**Task:** Your output should reproduce each entry exactly, with none of its pictures.

□ □ □ □

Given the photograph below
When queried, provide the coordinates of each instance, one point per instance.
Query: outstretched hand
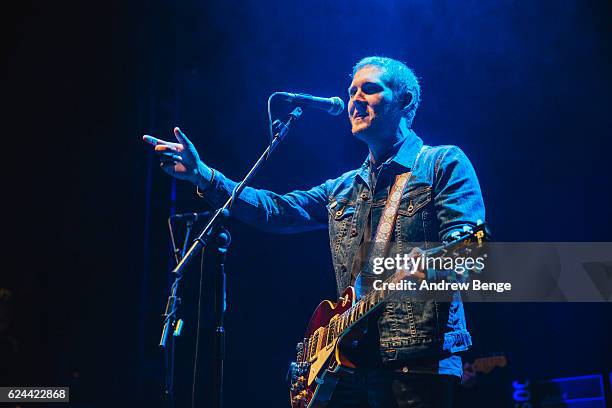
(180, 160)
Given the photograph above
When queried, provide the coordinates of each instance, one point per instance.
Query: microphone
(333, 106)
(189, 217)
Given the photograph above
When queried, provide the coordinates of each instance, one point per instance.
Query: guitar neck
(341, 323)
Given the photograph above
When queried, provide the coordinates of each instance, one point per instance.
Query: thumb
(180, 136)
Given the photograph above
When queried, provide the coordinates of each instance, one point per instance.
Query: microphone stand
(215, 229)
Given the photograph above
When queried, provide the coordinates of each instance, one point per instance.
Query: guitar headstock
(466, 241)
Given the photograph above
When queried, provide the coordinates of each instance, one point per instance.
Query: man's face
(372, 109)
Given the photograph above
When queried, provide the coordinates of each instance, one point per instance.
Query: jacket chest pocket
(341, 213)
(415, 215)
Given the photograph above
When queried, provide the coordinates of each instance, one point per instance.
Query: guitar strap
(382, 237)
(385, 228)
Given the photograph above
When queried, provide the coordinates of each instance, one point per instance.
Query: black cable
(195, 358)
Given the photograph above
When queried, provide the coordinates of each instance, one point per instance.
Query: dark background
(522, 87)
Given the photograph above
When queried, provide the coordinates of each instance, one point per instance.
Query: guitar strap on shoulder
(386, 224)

□ □ □ □

**Response to the task:**
Given the photograph below
When queried, provide the coordinates of each instance, one point per instance.
Query: outstretched hand
(180, 160)
Given the photograph above
When queried, provide the coordinates of each instance, one point per instance.
Query: microphone
(333, 106)
(189, 217)
Given the photograph above
When queried, provide the coordinates of each instance, one point per instance.
Query: guitar neck
(341, 323)
Given the photograph above
When queried, provide the coordinates of each instance, one point per instance.
Query: thumb
(180, 136)
Given the photograph above
When queried, provide the coordinates of each instance, one point per instance.
Query: microphone stand
(215, 229)
Given the photograph above
When queried, provide the coordinates of each instance, one point per instance.
Query: guitar headstock
(466, 241)
Given the photograph above
When queried, provide the coordinates of each instance, one point per instance.
Query: man's face
(372, 109)
Given the photograph above
When queried, provide the coordinates of each instance, one point per instance.
Query: jacket chest pocket
(341, 213)
(415, 215)
Given the photograph above
When queried, provide the coordinates of each instance, one point per instance.
Query: guitar strap
(382, 237)
(385, 228)
Given the photograph above
When queried, provide the coordinates of each instance, one point per instance.
Query: black cable
(195, 358)
Given the photograph above
When queried, provide the coordinates of each instance, one point per instance.
Query: dark background
(522, 87)
Given the photograph above
When queried, provide the coordinates of each instance, one point per instance.
Query: guitar strap on shoulder
(386, 224)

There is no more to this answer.